→ **ASSIGNMENT**: Repeat the data exactly as it stands.

[Extracted records]
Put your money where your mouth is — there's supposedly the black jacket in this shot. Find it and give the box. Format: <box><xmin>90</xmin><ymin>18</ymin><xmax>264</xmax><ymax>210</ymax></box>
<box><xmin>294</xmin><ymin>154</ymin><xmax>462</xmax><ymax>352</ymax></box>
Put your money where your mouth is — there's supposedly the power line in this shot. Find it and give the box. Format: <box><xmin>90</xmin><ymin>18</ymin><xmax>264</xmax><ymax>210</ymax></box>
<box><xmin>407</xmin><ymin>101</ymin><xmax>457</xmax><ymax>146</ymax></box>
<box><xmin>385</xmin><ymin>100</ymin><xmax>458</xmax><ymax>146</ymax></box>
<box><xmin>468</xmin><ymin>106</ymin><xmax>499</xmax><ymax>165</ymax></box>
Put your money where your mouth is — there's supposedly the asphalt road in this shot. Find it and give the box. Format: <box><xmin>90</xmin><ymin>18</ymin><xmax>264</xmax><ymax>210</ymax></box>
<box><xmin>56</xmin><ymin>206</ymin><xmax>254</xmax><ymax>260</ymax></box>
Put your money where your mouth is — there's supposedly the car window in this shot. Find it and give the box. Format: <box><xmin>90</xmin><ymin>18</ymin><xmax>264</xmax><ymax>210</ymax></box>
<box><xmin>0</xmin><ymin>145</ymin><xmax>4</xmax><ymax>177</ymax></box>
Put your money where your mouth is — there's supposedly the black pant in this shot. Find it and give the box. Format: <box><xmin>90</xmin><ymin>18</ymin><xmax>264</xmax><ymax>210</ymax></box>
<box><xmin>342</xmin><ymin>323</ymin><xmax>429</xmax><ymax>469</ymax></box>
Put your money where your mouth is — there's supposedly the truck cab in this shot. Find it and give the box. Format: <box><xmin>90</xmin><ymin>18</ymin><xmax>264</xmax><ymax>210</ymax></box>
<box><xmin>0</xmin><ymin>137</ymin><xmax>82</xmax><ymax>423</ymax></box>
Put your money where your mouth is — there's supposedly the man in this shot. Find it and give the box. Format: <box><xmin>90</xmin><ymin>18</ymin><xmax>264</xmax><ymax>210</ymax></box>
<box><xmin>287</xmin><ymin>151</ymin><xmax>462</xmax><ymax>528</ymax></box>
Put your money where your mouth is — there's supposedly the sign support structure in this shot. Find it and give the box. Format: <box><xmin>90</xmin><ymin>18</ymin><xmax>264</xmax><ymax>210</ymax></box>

→ **RESPONSE BELOW**:
Put your money where your mouth is — there's supposedly the black jacket in this shot. Find it and give the box. Format: <box><xmin>90</xmin><ymin>18</ymin><xmax>264</xmax><ymax>210</ymax></box>
<box><xmin>294</xmin><ymin>154</ymin><xmax>462</xmax><ymax>352</ymax></box>
Put your money where your mouth is — there's supposedly the power line in this shot. Find it and give the box. Format: <box><xmin>90</xmin><ymin>18</ymin><xmax>264</xmax><ymax>210</ymax></box>
<box><xmin>407</xmin><ymin>101</ymin><xmax>457</xmax><ymax>146</ymax></box>
<box><xmin>385</xmin><ymin>100</ymin><xmax>458</xmax><ymax>146</ymax></box>
<box><xmin>468</xmin><ymin>106</ymin><xmax>499</xmax><ymax>165</ymax></box>
Put your money where your mouth is — there's supposedly the asphalt road in this shot. Find it and give the box. Format: <box><xmin>90</xmin><ymin>18</ymin><xmax>264</xmax><ymax>210</ymax></box>
<box><xmin>56</xmin><ymin>206</ymin><xmax>254</xmax><ymax>260</ymax></box>
Put your money where your mouth is — there's supposedly the car window in this shot. Find it and give the box. Format: <box><xmin>90</xmin><ymin>18</ymin><xmax>264</xmax><ymax>210</ymax></box>
<box><xmin>0</xmin><ymin>145</ymin><xmax>4</xmax><ymax>177</ymax></box>
Put your money where your mouth is — there's supposedly the black pant in this shot. Find it and give the box. Format: <box><xmin>90</xmin><ymin>18</ymin><xmax>264</xmax><ymax>210</ymax></box>
<box><xmin>342</xmin><ymin>323</ymin><xmax>429</xmax><ymax>469</ymax></box>
Put your money where your mouth is — there's supposedly the truck cab in this shot. Find it and give the box. Format: <box><xmin>90</xmin><ymin>18</ymin><xmax>264</xmax><ymax>210</ymax></box>
<box><xmin>0</xmin><ymin>137</ymin><xmax>82</xmax><ymax>423</ymax></box>
Put your money where your mouth is — there's supposedly the man in this shot. Find it and give the box. Format: <box><xmin>90</xmin><ymin>18</ymin><xmax>264</xmax><ymax>210</ymax></box>
<box><xmin>287</xmin><ymin>151</ymin><xmax>462</xmax><ymax>528</ymax></box>
Put your money where your mouth is — there's supposedly the sign support structure in this shot. Find it and give the box. Format: <box><xmin>90</xmin><ymin>18</ymin><xmax>264</xmax><ymax>210</ymax></box>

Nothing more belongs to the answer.